数据集中的条目:
..........

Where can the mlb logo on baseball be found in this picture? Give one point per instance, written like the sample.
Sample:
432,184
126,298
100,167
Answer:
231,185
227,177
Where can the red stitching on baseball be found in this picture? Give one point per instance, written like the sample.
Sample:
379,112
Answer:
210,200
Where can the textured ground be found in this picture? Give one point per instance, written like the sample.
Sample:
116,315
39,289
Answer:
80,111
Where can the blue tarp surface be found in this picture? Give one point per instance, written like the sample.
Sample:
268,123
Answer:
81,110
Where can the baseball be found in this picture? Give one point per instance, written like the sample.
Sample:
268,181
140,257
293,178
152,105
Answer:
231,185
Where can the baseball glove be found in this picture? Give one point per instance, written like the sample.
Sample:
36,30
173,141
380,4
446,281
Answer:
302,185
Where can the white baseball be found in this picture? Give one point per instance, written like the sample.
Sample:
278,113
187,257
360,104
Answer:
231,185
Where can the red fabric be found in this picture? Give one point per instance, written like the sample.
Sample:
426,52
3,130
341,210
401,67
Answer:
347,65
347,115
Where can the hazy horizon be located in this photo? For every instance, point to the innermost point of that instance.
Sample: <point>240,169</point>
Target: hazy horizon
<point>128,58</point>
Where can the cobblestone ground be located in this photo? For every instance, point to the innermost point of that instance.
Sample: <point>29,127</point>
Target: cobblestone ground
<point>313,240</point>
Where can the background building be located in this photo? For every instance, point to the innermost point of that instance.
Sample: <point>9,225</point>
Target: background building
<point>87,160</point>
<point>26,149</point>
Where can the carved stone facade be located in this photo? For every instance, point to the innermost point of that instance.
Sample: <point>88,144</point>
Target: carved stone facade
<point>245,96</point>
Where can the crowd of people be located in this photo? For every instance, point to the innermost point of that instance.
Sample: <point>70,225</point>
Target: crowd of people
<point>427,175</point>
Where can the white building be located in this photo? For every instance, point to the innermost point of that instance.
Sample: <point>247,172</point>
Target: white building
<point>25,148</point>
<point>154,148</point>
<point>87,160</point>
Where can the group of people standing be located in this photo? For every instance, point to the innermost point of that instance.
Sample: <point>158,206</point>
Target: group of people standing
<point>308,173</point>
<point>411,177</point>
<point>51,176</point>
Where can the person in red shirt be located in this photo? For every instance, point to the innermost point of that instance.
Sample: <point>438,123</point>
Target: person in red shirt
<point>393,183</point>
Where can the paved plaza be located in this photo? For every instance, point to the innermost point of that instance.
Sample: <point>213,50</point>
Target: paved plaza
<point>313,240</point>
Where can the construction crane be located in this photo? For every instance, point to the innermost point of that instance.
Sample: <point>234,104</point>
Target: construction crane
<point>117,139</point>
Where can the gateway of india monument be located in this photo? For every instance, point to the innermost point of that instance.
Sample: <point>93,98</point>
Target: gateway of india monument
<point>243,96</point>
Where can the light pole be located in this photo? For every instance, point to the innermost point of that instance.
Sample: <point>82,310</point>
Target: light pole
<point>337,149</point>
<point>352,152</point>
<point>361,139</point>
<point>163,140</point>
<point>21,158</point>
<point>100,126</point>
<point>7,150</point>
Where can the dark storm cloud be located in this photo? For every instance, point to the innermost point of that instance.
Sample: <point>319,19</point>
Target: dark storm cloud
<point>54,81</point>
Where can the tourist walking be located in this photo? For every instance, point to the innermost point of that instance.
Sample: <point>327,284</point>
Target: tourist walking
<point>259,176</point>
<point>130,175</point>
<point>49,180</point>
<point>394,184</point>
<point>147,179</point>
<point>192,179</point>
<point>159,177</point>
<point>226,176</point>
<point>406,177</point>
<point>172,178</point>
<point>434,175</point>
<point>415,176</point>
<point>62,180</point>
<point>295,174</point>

..........

## 练习
把上面全部条目的各行排成一个编号列表，空行不要列入。

## 完整答案
1. Where can the mlb logo on baseball be found in this picture? Give one point per instance, written like the sample.
2. Sample:
3. 432,184
4. 126,298
5. 100,167
6. Answer:
7. 231,185
8. 227,177
9. Where can the red stitching on baseball be found in this picture? Give one point per instance, written like the sample.
10. Sample:
11. 379,112
12. Answer:
13. 210,200
14. Where can the textured ground be found in this picture? Give one point per instance, written like the sample.
15. Sample:
16. 116,315
17. 39,289
18. Answer:
19. 80,111
20. Where can the blue tarp surface be found in this picture? Give one point per instance, written like the sample.
21. Sample:
22. 268,123
23. Answer:
24. 81,110
25. Where can the baseball be found in this picture? Give one point per instance, written like the sample.
26. Sample:
27. 268,181
28. 140,257
29. 293,178
30. 152,105
31. Answer:
32. 231,185
33. Where can the baseball glove be found in this picture? Give one point per instance, written like the sample.
34. Sample:
35. 36,30
36. 173,141
37. 380,4
38. 446,281
39. Answer:
40. 302,185
41. Where can the white baseball be found in this picture? Give one point per instance, written like the sample.
42. Sample:
43. 278,113
44. 187,257
45. 360,104
46. Answer:
47. 231,185
48. Where can the red fabric be found in this picture? Give one point per instance, written like the sample.
49. Sample:
50. 426,52
51. 3,130
52. 341,210
53. 401,67
54. Answer:
55. 347,65
56. 347,115
57. Where can the hazy horizon be located in this photo? For every instance, point to the innermost point of that instance.
58. Sample: <point>240,169</point>
59. Target: hazy horizon
60. <point>128,58</point>
61. Where can the cobblestone ground be located in this photo? For every instance, point to the innermost point of that instance.
62. Sample: <point>29,127</point>
63. Target: cobblestone ground
64. <point>313,240</point>
65. Where can the background building be located in this photo? For every instance, point to the innermost point of that instance.
66. Sample: <point>9,225</point>
67. Target: background building
68. <point>87,160</point>
69. <point>26,149</point>
70. Where can the carved stone facade be located in this photo? For every instance, point to the innermost point of that instance.
71. Sample: <point>88,144</point>
72. Target: carved stone facade
73. <point>245,96</point>
74. Where can the crowd of people be located in this photo? For every instance, point to the innermost point of that instance.
75. Sample: <point>70,225</point>
76. Target: crowd of people
77. <point>427,175</point>
78. Where can the white building be located in this photo? For every instance, point to the innermost point of that instance.
79. Sample: <point>247,172</point>
80. Target: white building
81. <point>25,148</point>
82. <point>154,148</point>
83. <point>87,160</point>
84. Where can the group of people standing be located in this photo? For every instance, point to the innermost point of that instance.
85. Sample: <point>158,206</point>
86. Target: group of people standing
87. <point>308,173</point>
88. <point>411,177</point>
89. <point>51,176</point>
90. Where can the person in red shirt be located in this photo? For every instance, point to the innermost point of that instance.
91. Sample: <point>438,123</point>
92. Target: person in red shirt
93. <point>393,183</point>
94. Where can the paved plaza be located in this photo? For every instance, point to the innermost point of that instance.
95. Sample: <point>213,50</point>
96. Target: paved plaza
97. <point>313,240</point>
98. Where can the construction crane be located in this photo? For every instance, point to the innermost point of that instance.
99. Sample: <point>234,104</point>
100. Target: construction crane
101. <point>117,139</point>
102. Where can the gateway of india monument be located in this photo? For every instance, point to the innermost point of that instance.
103. Sample: <point>93,98</point>
104. Target: gateway of india monument
105. <point>243,96</point>
106. Where can the light pole be located in this photo? For every instance, point to the innermost point of that instance.
107. Sample: <point>82,310</point>
108. Target: light pole
109. <point>337,149</point>
110. <point>352,152</point>
111. <point>361,139</point>
112. <point>163,140</point>
113. <point>21,158</point>
114. <point>100,126</point>
115. <point>7,150</point>
116. Where can the dark storm cloud be located in this photo? For every instance, point to the innermost point of that instance.
117. Sample: <point>319,19</point>
118. Target: dark storm cloud
119. <point>54,81</point>
120. Where can the tourist walking be located in this photo? For every instance, point to the innermost point of that instance.
121. Sample: <point>327,284</point>
122. Target: tourist walking
123. <point>259,176</point>
124. <point>130,175</point>
125. <point>49,180</point>
126. <point>394,184</point>
127. <point>147,179</point>
128. <point>192,179</point>
129. <point>159,177</point>
130. <point>226,176</point>
131. <point>406,177</point>
132. <point>172,178</point>
133. <point>434,175</point>
134. <point>415,176</point>
135. <point>62,180</point>
136. <point>295,174</point>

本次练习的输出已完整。